DATA SUPPLIED:
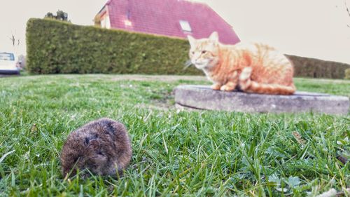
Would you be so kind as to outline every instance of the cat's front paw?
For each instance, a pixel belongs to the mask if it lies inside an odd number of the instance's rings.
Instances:
[[[221,87],[221,86],[220,86],[219,84],[213,84],[211,86],[211,89],[214,90],[220,90],[220,87]]]
[[[224,85],[224,86],[221,86],[221,88],[220,88],[220,90],[221,91],[230,92],[230,91],[233,91],[233,90],[234,90],[234,87]]]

TASK OBJECTIVE:
Return the listing above line for line without any change, leaving out the pictures.

SOLUTION TO THE PROBLEM:
Would you be so kind as to outline every instance of the cat's front paw?
For each instance, a pixel belongs to the mask if it lies inside an odd number of the instance's rings.
Instances:
[[[221,87],[221,86],[220,86],[219,84],[213,84],[211,86],[211,89],[214,90],[220,90],[220,87]]]
[[[224,85],[224,86],[221,86],[221,88],[220,88],[220,90],[221,91],[230,92],[230,91],[233,91],[233,90],[234,90],[234,87]]]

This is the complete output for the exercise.